(Boundary labeling records)
━━━━━━━━━━

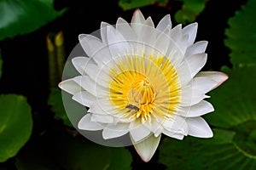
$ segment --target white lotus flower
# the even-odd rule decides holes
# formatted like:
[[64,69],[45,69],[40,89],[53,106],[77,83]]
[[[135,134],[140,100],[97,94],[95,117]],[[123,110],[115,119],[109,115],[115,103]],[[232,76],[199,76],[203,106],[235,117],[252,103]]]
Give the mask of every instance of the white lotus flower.
[[199,72],[207,62],[207,42],[194,43],[196,31],[197,23],[172,29],[169,14],[154,27],[137,9],[131,24],[122,18],[115,27],[102,22],[101,39],[79,35],[89,57],[73,58],[81,76],[60,83],[90,108],[78,128],[102,130],[104,139],[129,133],[144,162],[153,156],[161,133],[178,139],[212,137],[201,116],[213,107],[204,99],[228,76]]

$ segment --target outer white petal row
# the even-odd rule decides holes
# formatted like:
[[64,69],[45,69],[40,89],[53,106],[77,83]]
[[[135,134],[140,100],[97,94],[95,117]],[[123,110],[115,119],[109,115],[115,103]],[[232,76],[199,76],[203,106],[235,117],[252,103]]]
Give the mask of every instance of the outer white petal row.
[[[76,57],[72,62],[82,75],[63,81],[60,88],[73,94],[73,99],[89,107],[79,122],[84,130],[102,130],[105,139],[118,138],[130,133],[131,141],[142,159],[148,162],[153,156],[164,133],[183,139],[186,135],[210,138],[212,132],[201,116],[214,110],[204,100],[206,94],[227,79],[224,73],[199,72],[207,62],[205,50],[207,42],[194,43],[197,23],[182,28],[172,28],[170,15],[166,15],[154,27],[150,17],[145,20],[140,10],[136,10],[129,25],[119,18],[116,27],[101,24],[101,39],[81,34],[80,44],[87,57]],[[166,56],[173,64],[181,84],[181,104],[171,120],[152,116],[150,122],[141,124],[125,120],[109,102],[107,87],[111,80],[109,67],[119,57],[129,54]]]

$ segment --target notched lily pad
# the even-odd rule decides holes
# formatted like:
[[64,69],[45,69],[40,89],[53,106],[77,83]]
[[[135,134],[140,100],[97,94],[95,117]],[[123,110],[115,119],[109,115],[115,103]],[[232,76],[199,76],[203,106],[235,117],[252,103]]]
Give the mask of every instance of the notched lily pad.
[[55,10],[53,0],[1,0],[0,40],[32,32],[63,12]]
[[119,0],[119,5],[124,10],[132,9],[132,8],[137,8],[141,7],[144,7],[147,5],[152,5],[152,4],[159,4],[159,5],[164,5],[168,3],[168,0]]
[[213,133],[212,139],[165,139],[160,146],[160,162],[167,169],[256,168],[255,157],[237,147],[234,131],[213,129]]
[[176,21],[182,24],[194,22],[197,15],[205,8],[206,0],[183,0],[183,6],[175,14]]
[[224,43],[231,50],[230,60],[235,66],[256,64],[255,6],[255,0],[248,0],[241,10],[229,20]]
[[236,125],[256,120],[256,66],[230,70],[223,68],[229,79],[210,93],[208,100],[215,111],[205,116],[211,125],[230,128]]
[[25,97],[0,95],[0,162],[15,156],[32,130],[31,107]]

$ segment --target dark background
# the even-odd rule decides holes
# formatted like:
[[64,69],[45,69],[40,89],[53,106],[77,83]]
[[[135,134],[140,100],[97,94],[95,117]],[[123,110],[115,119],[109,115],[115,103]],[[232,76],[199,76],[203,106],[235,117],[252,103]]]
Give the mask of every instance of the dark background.
[[[207,48],[208,60],[203,70],[219,71],[222,65],[232,66],[229,61],[230,50],[224,44],[224,30],[228,27],[228,19],[233,16],[235,11],[240,9],[247,1],[234,0],[229,1],[229,3],[224,2],[227,1],[209,0],[205,9],[195,20],[199,23],[196,41],[209,42]],[[3,60],[0,93],[25,95],[32,108],[33,132],[26,144],[37,140],[38,133],[42,132],[49,132],[49,138],[63,135],[62,122],[54,116],[47,104],[49,93],[45,42],[47,34],[63,31],[66,57],[67,57],[79,42],[79,34],[91,33],[99,29],[101,21],[115,24],[119,16],[130,22],[134,12],[133,9],[123,11],[119,7],[118,1],[113,0],[90,1],[90,3],[78,0],[56,0],[55,7],[57,10],[63,8],[67,8],[67,10],[61,17],[39,30],[0,42]],[[174,20],[174,14],[181,7],[181,2],[172,0],[166,7],[152,4],[140,8],[140,9],[145,18],[151,16],[155,25],[166,14],[171,14],[173,26],[176,26],[177,23]],[[157,162],[158,151],[148,163],[144,163],[132,146],[127,149],[132,154],[133,169],[139,169],[141,167],[149,169],[165,169],[165,167]],[[9,159],[3,164],[9,169],[15,169],[14,162],[14,159]]]

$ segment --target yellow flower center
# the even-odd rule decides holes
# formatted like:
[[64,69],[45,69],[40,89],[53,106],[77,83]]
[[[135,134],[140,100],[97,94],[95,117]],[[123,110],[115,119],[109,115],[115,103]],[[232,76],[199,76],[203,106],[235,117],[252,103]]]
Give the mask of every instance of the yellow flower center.
[[180,83],[165,57],[127,56],[110,71],[110,100],[123,116],[171,118],[180,102]]

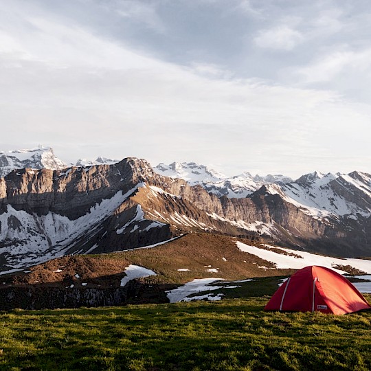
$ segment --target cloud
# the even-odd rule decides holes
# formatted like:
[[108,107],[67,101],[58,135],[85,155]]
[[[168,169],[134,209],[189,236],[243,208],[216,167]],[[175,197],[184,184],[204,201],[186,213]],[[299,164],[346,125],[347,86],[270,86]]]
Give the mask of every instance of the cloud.
[[[3,150],[43,143],[67,161],[98,155],[153,164],[192,160],[231,174],[299,176],[366,166],[368,106],[328,90],[238,77],[216,62],[166,61],[121,34],[109,37],[32,1],[21,4],[0,14],[0,38],[7,41],[0,53]],[[291,36],[283,34],[284,49]],[[318,76],[330,69],[317,68]]]
[[282,25],[260,31],[254,42],[260,47],[289,51],[300,43],[303,38],[298,31]]

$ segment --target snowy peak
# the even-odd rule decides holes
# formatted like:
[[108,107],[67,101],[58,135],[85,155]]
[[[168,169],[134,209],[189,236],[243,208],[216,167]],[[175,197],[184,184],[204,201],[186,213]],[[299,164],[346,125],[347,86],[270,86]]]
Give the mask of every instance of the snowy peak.
[[169,165],[161,163],[153,170],[160,175],[184,179],[191,186],[204,181],[218,181],[226,177],[218,171],[195,162],[173,162]]
[[53,148],[39,146],[30,150],[0,152],[0,176],[5,177],[14,169],[31,168],[60,170],[67,165],[55,157]]
[[218,171],[194,162],[173,162],[170,165],[160,164],[154,168],[154,170],[161,175],[182,179],[191,186],[199,184],[208,192],[219,197],[227,196],[240,199],[247,196],[265,184],[293,181],[291,178],[284,175],[253,177],[247,171],[240,175],[227,177]]
[[94,165],[113,165],[120,162],[120,160],[107,159],[99,156],[95,160],[87,160],[86,159],[79,159],[76,164],[70,164],[71,166],[93,166]]

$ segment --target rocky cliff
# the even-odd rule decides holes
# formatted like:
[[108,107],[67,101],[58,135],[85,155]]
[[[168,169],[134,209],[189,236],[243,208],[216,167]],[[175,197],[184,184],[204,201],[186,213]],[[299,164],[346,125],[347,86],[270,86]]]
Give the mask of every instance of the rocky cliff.
[[190,232],[263,238],[334,255],[370,256],[371,176],[303,177],[245,198],[155,173],[145,160],[0,179],[0,263],[8,271],[65,254],[154,245]]

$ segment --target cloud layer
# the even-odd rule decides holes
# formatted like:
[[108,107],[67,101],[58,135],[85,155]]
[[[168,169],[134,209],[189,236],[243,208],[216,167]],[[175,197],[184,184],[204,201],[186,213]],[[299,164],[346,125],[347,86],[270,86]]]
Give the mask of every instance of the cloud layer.
[[366,1],[1,3],[3,150],[370,171]]

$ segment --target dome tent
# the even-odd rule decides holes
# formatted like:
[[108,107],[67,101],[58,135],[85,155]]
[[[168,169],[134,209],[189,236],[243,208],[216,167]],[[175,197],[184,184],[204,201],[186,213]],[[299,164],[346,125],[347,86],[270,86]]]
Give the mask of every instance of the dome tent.
[[311,265],[284,282],[264,309],[341,315],[370,308],[346,278],[329,268]]

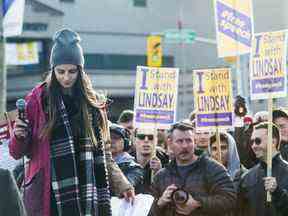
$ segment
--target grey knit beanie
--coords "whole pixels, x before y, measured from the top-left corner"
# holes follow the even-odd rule
[[[61,64],[73,64],[84,66],[84,55],[79,42],[80,36],[70,30],[62,29],[53,37],[53,47],[50,56],[51,68]]]

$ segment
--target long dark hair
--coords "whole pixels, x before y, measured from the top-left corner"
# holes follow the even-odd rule
[[[106,97],[103,94],[96,93],[93,90],[91,80],[83,71],[81,66],[77,66],[77,69],[78,76],[73,86],[73,97],[75,97],[77,104],[79,104],[79,114],[84,123],[83,126],[85,130],[95,141],[88,107],[92,106],[96,108],[103,108],[103,104],[106,103]],[[61,84],[56,79],[54,68],[47,76],[45,82],[47,84],[45,97],[47,101],[48,121],[43,128],[42,135],[50,137],[57,118],[57,100],[59,94],[61,94]],[[102,115],[99,124],[103,132],[107,133],[107,119],[103,113],[101,114]]]

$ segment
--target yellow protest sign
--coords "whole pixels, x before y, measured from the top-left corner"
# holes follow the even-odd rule
[[[147,66],[162,66],[162,39],[161,36],[149,36],[147,38]]]
[[[250,55],[251,99],[285,97],[287,35],[285,31],[255,34]]]
[[[252,0],[214,0],[218,57],[250,53]]]

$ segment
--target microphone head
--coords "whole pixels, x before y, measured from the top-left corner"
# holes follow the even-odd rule
[[[16,101],[16,107],[18,110],[25,110],[25,107],[26,107],[26,101],[24,99],[18,99]]]

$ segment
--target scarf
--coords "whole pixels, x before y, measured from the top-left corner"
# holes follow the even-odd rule
[[[99,127],[100,112],[96,108],[89,110],[97,145],[85,132],[80,133],[81,136],[76,139],[79,143],[75,143],[61,96],[57,102],[57,130],[52,133],[50,155],[52,190],[58,215],[110,216],[112,213],[104,141]],[[78,145],[76,152],[75,145]]]

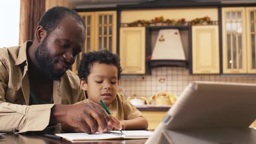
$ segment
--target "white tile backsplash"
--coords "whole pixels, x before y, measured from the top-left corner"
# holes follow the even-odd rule
[[[151,75],[127,77],[122,75],[119,86],[123,88],[126,97],[136,94],[149,98],[160,90],[172,92],[179,96],[185,87],[194,81],[210,81],[256,83],[255,76],[221,76],[219,75],[190,75],[183,67],[164,67],[152,69]],[[164,83],[158,79],[164,78]]]

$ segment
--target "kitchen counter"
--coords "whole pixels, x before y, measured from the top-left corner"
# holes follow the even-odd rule
[[[144,105],[135,106],[140,111],[167,111],[171,105]]]

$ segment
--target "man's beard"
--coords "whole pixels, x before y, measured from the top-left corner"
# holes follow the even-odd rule
[[[35,52],[35,58],[43,72],[50,79],[59,80],[60,79],[64,72],[60,75],[57,75],[53,72],[53,64],[57,62],[58,60],[56,59],[54,62],[51,61],[49,49],[47,46],[47,38],[46,38],[36,49]],[[51,63],[53,62],[53,63]]]

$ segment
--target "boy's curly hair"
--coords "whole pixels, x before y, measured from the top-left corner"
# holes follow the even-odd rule
[[[87,82],[87,77],[90,75],[93,63],[95,62],[115,66],[118,70],[118,79],[119,80],[121,79],[121,73],[122,70],[120,65],[120,59],[118,55],[113,54],[108,50],[104,49],[83,55],[78,70],[78,76],[80,79],[83,79]]]

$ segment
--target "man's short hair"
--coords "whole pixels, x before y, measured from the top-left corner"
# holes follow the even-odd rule
[[[49,35],[58,27],[59,23],[62,18],[67,15],[75,18],[83,26],[85,29],[86,29],[84,20],[76,11],[62,7],[53,7],[48,10],[41,17],[38,26],[43,26],[46,30],[47,35]]]

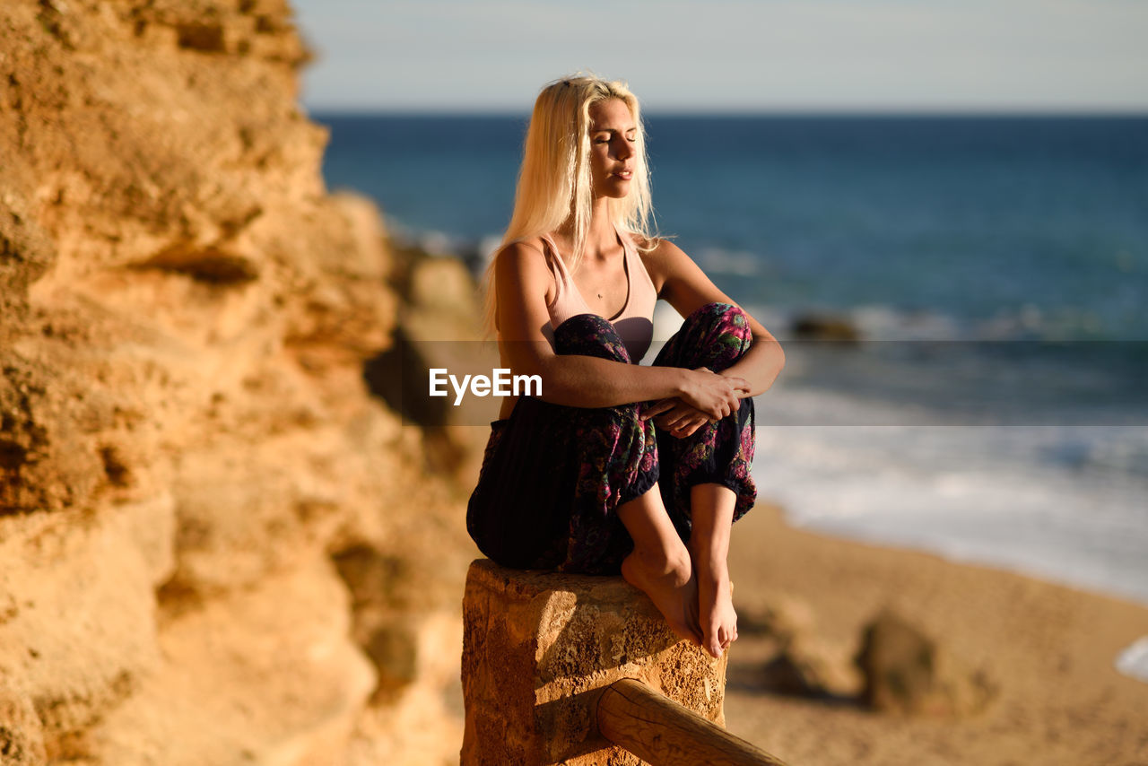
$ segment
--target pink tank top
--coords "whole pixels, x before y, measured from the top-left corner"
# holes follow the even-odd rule
[[[618,224],[614,224],[614,231],[625,252],[626,303],[616,315],[604,318],[614,325],[627,354],[630,355],[630,361],[636,364],[649,350],[650,341],[653,339],[653,307],[658,302],[658,292],[629,234],[623,233]],[[553,342],[554,327],[573,316],[596,312],[587,305],[582,294],[579,293],[566,264],[558,255],[554,241],[548,234],[543,234],[542,239],[550,248],[546,261],[554,276],[554,300],[546,307],[550,310],[550,325],[543,328],[543,334]]]

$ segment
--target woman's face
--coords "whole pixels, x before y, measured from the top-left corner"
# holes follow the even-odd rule
[[[623,198],[634,178],[634,142],[638,129],[621,99],[590,105],[590,177],[594,195]]]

━━━━━━━━━━

Aim of the exercise ▸ Reproduce the records verbatim from their start through the line that contains "Give the mask of every instance of the white", and omit the pictures from your answer.

Written answer ▸
$ segment --target white lotus flower
# the even-odd rule decides holes
# formatted like:
[[64,69],[45,69],[40,89],[53,106],[77,83]]
[[[135,134],[140,100],[97,94],[95,117]],[[123,110],[115,119],[109,115],[115,103]],[[232,76],[199,76],[203,106],[235,117],[252,103]]]
Give the mask of every instance of the white lotus flower.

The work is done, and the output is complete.